Exercise » Repeat every line of the material, character for character.

------------------------------

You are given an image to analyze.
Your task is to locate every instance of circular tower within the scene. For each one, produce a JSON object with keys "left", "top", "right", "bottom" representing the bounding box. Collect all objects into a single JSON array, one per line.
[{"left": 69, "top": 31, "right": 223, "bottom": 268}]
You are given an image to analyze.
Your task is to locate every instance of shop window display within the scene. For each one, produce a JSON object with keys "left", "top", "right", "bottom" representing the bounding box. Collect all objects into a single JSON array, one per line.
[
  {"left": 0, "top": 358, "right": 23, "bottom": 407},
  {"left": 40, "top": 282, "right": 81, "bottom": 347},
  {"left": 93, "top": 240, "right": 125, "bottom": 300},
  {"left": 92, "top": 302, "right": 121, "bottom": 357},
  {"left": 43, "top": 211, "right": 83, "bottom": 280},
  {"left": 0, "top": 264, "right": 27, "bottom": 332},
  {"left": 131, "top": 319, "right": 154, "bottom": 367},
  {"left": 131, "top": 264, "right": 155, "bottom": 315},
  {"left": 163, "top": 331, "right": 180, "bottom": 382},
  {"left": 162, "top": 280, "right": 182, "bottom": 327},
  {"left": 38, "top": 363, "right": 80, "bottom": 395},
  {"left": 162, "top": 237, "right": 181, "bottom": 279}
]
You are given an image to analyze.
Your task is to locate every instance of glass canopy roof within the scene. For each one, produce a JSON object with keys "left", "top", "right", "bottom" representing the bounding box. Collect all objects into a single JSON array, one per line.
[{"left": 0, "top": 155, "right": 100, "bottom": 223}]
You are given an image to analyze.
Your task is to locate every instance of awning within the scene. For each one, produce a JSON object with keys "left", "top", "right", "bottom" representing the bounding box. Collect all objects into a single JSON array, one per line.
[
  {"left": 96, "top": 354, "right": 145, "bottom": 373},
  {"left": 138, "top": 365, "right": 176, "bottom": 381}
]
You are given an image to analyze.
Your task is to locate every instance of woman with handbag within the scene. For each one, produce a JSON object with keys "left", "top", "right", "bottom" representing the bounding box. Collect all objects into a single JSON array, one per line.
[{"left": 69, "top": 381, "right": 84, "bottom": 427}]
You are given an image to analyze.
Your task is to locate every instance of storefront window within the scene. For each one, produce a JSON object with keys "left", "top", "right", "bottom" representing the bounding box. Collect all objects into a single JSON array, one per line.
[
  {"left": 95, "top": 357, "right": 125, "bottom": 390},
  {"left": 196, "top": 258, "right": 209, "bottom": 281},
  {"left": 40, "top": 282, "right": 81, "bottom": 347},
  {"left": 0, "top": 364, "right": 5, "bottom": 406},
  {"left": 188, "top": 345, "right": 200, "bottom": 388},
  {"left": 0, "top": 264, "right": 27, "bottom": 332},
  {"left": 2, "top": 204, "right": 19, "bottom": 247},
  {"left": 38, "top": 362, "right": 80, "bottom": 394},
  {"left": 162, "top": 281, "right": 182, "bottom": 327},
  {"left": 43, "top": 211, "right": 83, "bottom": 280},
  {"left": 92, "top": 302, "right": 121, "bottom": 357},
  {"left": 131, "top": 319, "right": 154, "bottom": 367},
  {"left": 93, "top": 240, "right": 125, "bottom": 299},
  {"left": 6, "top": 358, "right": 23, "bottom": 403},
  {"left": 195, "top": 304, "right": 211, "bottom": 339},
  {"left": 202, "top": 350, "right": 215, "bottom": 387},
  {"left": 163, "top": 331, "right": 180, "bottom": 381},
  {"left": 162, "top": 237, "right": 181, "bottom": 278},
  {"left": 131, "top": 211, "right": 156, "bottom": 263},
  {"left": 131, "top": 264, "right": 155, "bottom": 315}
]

------------------------------

Result for this task »
You are given an image to analyze.
Your task is to locate every instance of circular tower within the scene. For each one, produce a JSON object with keys "left", "top", "right", "bottom" representing the bounding box. Collect all objects into a single JSON array, one per line.
[{"left": 69, "top": 31, "right": 223, "bottom": 268}]
You are given an image to analyze.
Your task is to locate every instance of shop window display within the scene. For each one, produce a JSON object with keys "left", "top", "right", "bottom" representing the bounding box. Collect all objects into a single JSON array, one per line.
[
  {"left": 0, "top": 358, "right": 23, "bottom": 407},
  {"left": 40, "top": 282, "right": 81, "bottom": 347},
  {"left": 93, "top": 240, "right": 125, "bottom": 300},
  {"left": 92, "top": 302, "right": 121, "bottom": 357},
  {"left": 43, "top": 211, "right": 83, "bottom": 280},
  {"left": 0, "top": 264, "right": 27, "bottom": 332},
  {"left": 131, "top": 319, "right": 154, "bottom": 367},
  {"left": 131, "top": 264, "right": 155, "bottom": 315},
  {"left": 163, "top": 331, "right": 180, "bottom": 382},
  {"left": 162, "top": 280, "right": 182, "bottom": 327},
  {"left": 38, "top": 363, "right": 80, "bottom": 395},
  {"left": 162, "top": 237, "right": 181, "bottom": 279}
]
You are given an image to analyze.
Your task is to locate every instance of glass canopy roof within the scene. For each one, produce a JSON object with keys "left", "top", "right", "bottom" representing the bounding box. Collect all objects into a single JSON array, one per line.
[{"left": 0, "top": 155, "right": 100, "bottom": 223}]
You are given an image to analyze.
Your task is to locate every instance of awning within the scene. For each one, produce a JSON object with keys "left", "top", "right", "bottom" representing the bounding box. Collect all objects into a single JSON array, one per line.
[
  {"left": 96, "top": 354, "right": 145, "bottom": 373},
  {"left": 138, "top": 365, "right": 176, "bottom": 381}
]
You are given an image to analyze.
Your task is to locate every instance of woman with handbag within the scene. For each one, produce a JSON object with keys "left", "top", "right", "bottom" representing the bounding box. Collect all objects into a single JSON array, one per line.
[{"left": 69, "top": 381, "right": 84, "bottom": 427}]
You are given an image to analyze.
Your task is to locate every instance of storefront window within the scene. For each one, produce a JSON object with keys "left", "top", "right", "bottom" representing the bounding box. Collect all objects into a single JSON array, one per line.
[
  {"left": 95, "top": 357, "right": 125, "bottom": 390},
  {"left": 196, "top": 258, "right": 209, "bottom": 281},
  {"left": 40, "top": 282, "right": 81, "bottom": 347},
  {"left": 0, "top": 364, "right": 5, "bottom": 406},
  {"left": 188, "top": 345, "right": 200, "bottom": 388},
  {"left": 0, "top": 264, "right": 27, "bottom": 332},
  {"left": 2, "top": 204, "right": 19, "bottom": 247},
  {"left": 38, "top": 362, "right": 80, "bottom": 394},
  {"left": 162, "top": 281, "right": 182, "bottom": 327},
  {"left": 43, "top": 211, "right": 83, "bottom": 280},
  {"left": 92, "top": 302, "right": 121, "bottom": 357},
  {"left": 131, "top": 319, "right": 154, "bottom": 367},
  {"left": 93, "top": 240, "right": 125, "bottom": 299},
  {"left": 6, "top": 358, "right": 23, "bottom": 403},
  {"left": 195, "top": 304, "right": 211, "bottom": 339},
  {"left": 202, "top": 350, "right": 215, "bottom": 387},
  {"left": 163, "top": 331, "right": 180, "bottom": 381},
  {"left": 162, "top": 237, "right": 181, "bottom": 278},
  {"left": 131, "top": 211, "right": 156, "bottom": 263},
  {"left": 131, "top": 264, "right": 155, "bottom": 315}
]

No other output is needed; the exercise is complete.